**Problem description**
Please find each row containing the word "foliage" and copy every line where it appears.

**Data extract**
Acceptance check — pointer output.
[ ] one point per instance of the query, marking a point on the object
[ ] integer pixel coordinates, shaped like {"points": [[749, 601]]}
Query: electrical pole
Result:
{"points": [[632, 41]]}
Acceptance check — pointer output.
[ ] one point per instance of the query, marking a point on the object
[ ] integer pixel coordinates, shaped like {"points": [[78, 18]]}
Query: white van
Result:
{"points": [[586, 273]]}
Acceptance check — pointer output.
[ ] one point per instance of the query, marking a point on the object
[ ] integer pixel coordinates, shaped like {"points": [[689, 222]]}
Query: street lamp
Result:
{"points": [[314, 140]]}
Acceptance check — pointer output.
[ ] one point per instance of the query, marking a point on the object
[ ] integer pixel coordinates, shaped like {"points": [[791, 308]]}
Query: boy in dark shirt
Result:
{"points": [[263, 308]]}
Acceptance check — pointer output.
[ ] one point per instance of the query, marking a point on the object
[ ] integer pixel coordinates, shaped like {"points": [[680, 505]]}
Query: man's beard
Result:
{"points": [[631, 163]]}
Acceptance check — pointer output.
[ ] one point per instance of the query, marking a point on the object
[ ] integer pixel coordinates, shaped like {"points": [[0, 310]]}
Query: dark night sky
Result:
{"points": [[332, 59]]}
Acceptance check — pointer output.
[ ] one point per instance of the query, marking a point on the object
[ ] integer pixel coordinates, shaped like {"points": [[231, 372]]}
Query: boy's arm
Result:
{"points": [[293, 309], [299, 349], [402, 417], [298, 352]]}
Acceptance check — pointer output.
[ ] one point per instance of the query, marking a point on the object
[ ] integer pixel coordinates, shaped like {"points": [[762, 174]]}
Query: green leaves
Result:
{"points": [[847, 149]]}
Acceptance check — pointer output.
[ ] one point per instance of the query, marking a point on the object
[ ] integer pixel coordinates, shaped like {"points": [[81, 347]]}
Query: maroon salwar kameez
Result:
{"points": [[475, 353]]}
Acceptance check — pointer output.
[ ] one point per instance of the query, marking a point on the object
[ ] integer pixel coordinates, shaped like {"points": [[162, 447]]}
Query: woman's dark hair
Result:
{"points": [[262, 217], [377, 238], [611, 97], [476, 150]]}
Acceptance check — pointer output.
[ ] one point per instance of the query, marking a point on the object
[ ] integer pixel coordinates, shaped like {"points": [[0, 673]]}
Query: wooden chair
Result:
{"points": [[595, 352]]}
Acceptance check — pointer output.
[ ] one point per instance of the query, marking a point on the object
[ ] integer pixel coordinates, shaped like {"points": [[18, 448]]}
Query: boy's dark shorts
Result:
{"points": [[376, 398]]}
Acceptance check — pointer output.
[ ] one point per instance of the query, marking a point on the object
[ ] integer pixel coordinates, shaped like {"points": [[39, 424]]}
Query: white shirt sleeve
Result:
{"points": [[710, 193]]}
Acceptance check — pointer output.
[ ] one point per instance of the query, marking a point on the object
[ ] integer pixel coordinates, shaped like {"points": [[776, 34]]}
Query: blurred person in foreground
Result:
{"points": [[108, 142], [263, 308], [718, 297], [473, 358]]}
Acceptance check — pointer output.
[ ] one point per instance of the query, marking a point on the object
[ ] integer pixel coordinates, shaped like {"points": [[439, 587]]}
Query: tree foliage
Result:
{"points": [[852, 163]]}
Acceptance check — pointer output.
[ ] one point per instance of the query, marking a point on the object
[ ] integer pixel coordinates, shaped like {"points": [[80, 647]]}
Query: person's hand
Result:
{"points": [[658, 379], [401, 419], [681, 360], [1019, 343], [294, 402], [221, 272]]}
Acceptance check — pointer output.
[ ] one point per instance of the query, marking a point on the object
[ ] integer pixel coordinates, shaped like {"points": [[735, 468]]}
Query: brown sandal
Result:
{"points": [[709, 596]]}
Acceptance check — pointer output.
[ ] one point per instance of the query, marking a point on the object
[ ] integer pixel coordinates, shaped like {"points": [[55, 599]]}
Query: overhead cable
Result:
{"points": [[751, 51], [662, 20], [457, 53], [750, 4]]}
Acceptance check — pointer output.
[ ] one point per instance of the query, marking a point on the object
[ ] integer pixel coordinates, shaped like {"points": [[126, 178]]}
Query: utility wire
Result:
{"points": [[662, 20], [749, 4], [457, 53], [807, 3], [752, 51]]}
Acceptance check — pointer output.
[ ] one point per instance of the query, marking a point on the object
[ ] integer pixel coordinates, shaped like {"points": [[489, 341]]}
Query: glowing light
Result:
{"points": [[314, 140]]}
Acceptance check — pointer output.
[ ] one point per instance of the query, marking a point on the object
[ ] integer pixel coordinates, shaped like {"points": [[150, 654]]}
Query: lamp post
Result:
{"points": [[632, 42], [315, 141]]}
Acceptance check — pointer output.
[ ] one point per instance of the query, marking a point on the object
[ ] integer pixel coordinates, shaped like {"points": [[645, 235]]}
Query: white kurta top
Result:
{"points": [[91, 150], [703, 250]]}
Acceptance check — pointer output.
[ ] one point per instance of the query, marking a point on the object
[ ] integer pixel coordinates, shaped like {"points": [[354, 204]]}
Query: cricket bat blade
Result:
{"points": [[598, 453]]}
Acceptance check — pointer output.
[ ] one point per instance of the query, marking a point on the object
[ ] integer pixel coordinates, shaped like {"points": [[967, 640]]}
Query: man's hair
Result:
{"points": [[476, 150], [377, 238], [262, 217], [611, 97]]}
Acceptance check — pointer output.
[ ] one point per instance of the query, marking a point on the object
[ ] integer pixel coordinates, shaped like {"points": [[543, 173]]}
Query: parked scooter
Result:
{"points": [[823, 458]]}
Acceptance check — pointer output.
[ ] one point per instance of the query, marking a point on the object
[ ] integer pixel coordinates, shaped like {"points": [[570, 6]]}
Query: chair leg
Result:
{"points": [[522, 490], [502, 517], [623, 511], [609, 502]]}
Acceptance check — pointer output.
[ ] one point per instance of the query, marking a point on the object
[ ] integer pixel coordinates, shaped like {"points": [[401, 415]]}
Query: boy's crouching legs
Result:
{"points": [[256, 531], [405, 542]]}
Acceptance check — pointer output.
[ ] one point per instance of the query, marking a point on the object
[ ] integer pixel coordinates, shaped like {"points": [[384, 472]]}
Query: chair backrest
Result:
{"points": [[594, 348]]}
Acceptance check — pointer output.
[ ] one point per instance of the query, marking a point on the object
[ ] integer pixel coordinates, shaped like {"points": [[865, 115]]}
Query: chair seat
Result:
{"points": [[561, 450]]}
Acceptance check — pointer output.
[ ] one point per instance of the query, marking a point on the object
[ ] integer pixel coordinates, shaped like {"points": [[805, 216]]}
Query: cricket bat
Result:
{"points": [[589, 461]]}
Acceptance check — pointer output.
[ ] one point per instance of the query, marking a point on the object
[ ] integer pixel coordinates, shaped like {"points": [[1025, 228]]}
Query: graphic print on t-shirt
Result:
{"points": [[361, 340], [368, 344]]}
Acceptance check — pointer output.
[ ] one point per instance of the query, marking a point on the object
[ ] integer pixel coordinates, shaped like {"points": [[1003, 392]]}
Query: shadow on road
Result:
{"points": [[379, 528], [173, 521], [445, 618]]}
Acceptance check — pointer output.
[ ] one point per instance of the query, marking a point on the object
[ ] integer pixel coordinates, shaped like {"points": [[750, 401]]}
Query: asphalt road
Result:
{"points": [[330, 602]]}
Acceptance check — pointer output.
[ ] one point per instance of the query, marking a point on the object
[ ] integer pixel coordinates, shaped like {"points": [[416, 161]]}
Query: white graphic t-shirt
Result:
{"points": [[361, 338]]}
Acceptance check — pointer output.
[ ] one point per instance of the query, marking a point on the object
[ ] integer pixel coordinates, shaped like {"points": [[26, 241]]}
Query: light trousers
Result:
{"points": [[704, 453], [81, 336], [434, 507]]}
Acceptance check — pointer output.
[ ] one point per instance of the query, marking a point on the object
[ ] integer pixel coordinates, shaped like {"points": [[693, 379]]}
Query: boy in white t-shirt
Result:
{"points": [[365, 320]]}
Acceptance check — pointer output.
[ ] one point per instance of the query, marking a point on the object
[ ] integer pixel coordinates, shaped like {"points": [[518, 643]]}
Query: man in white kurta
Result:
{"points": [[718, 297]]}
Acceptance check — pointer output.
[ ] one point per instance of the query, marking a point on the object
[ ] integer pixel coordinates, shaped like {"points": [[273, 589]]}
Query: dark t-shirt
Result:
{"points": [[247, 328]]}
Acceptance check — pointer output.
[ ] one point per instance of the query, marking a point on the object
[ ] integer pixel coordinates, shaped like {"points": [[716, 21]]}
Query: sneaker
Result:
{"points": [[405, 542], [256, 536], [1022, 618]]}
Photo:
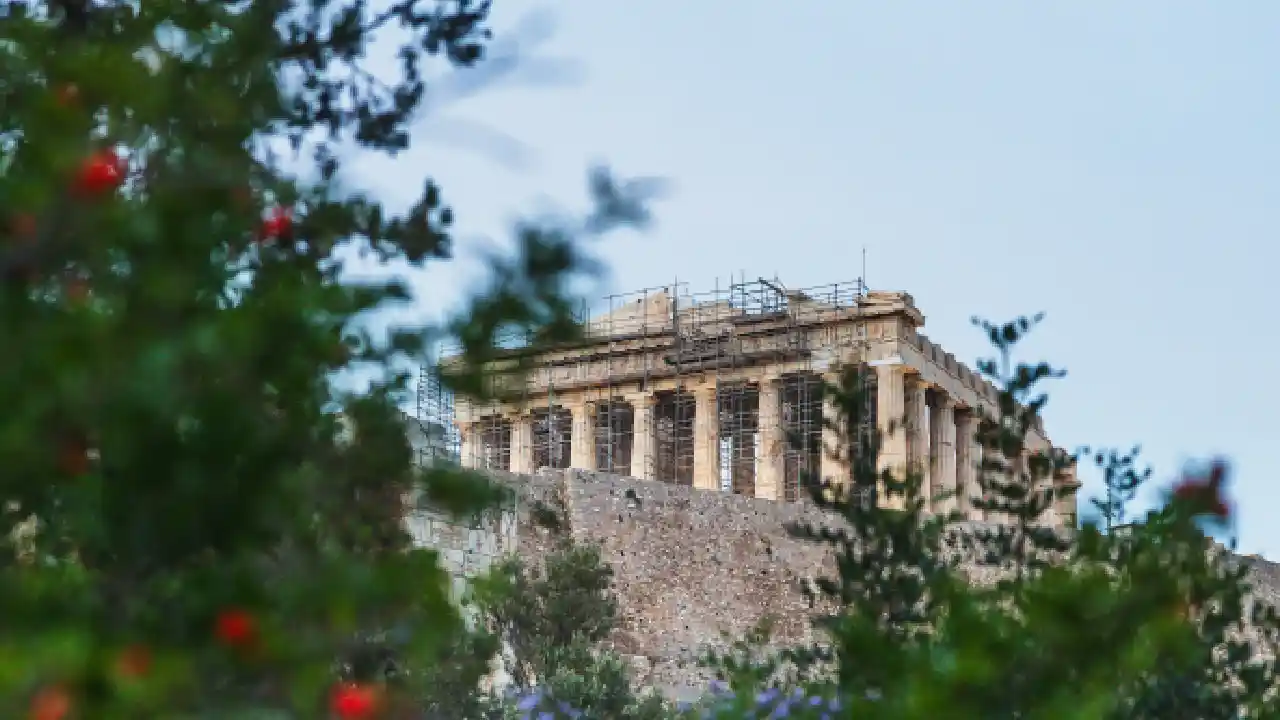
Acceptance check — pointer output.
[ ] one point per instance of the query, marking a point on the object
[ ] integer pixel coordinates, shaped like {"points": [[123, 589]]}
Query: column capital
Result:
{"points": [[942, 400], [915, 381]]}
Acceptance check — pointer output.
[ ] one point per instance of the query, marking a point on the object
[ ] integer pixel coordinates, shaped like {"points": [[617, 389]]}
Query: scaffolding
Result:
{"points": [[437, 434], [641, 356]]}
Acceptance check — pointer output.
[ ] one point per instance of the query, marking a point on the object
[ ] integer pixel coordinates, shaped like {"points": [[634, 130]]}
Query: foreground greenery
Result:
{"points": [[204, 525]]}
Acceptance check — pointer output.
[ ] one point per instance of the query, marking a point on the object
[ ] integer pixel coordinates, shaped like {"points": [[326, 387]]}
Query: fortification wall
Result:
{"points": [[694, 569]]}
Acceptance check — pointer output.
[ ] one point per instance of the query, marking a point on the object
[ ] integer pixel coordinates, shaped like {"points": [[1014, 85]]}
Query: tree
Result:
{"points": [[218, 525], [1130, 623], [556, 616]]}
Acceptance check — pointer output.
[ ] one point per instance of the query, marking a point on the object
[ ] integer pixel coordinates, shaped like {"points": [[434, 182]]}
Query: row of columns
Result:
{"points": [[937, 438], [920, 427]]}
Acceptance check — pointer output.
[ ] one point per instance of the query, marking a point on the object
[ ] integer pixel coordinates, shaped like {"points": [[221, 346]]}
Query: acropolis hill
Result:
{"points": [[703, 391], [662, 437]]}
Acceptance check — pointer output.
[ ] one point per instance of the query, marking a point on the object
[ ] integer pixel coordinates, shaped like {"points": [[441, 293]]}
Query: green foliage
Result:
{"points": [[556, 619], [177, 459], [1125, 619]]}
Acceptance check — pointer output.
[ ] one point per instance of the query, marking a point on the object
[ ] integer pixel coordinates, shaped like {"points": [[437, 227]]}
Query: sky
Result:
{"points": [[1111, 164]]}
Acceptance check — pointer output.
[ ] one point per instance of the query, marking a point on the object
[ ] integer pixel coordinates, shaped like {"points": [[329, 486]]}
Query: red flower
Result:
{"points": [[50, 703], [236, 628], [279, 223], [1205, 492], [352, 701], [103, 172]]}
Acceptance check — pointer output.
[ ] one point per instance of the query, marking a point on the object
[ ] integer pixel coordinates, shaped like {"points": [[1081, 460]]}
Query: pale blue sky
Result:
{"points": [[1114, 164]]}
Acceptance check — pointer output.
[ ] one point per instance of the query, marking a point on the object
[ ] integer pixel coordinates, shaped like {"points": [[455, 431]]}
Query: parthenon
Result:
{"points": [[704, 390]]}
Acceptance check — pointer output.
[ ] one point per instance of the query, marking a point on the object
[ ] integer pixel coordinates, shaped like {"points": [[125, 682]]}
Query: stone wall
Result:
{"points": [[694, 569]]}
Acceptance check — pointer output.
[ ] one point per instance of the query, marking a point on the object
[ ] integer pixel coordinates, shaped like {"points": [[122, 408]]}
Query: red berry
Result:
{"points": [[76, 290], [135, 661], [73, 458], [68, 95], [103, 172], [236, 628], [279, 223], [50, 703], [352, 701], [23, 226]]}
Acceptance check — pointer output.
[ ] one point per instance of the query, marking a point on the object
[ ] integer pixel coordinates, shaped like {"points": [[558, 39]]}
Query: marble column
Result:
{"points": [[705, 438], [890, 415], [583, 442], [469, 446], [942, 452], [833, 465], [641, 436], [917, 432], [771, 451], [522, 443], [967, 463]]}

**Output below**
Query: tree foliage
Query: green foliage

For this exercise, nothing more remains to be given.